YOUR INSTRUCTIONS
The required result is the number of lines in this material containing the word "black". Write that number and no other text.

────

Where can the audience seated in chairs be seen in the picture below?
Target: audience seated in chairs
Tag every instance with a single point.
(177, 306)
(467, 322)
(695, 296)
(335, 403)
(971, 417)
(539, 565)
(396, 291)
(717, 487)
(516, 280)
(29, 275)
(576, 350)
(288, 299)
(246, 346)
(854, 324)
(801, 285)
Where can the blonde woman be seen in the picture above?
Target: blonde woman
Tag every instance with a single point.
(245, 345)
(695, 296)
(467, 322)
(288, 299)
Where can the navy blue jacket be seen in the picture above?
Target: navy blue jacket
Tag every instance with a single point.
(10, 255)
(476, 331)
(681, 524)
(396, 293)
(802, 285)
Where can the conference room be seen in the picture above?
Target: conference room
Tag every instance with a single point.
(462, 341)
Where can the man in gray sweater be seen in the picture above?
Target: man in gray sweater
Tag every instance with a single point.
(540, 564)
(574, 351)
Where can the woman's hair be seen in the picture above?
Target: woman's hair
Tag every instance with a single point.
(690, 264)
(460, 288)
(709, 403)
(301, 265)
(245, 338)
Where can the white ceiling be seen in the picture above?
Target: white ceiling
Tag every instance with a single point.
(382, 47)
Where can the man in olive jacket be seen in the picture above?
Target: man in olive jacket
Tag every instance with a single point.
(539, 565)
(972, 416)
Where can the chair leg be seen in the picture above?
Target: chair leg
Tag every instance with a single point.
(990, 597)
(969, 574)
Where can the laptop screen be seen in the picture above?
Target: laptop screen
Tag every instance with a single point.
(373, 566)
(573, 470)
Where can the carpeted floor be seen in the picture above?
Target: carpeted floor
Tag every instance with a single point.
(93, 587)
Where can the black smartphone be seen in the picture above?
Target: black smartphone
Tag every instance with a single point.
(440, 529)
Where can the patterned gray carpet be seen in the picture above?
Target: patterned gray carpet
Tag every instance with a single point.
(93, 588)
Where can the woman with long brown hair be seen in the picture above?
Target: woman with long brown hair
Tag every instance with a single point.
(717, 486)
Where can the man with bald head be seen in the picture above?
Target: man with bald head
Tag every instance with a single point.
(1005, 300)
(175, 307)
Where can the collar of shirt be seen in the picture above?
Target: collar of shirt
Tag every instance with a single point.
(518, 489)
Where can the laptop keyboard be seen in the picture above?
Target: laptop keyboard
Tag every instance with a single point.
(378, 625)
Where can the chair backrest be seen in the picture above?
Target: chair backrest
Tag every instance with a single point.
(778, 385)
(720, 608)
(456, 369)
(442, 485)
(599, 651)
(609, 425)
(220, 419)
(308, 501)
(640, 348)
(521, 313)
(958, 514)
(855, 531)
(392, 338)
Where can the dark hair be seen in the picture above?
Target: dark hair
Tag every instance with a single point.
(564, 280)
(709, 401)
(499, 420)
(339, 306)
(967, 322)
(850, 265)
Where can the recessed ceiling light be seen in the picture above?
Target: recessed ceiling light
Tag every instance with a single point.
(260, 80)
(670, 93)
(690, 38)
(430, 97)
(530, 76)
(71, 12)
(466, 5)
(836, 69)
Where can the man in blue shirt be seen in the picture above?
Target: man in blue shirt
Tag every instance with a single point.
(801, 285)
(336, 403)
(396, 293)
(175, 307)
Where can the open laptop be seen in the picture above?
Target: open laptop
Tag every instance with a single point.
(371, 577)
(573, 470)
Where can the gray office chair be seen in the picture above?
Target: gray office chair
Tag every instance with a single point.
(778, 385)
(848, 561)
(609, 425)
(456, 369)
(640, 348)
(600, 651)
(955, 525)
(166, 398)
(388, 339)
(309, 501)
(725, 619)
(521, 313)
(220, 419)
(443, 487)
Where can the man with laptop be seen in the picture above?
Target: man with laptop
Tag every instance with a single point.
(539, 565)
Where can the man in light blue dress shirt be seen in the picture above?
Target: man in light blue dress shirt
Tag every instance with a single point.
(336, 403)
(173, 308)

────

REPLY TO THE EXERCISE
2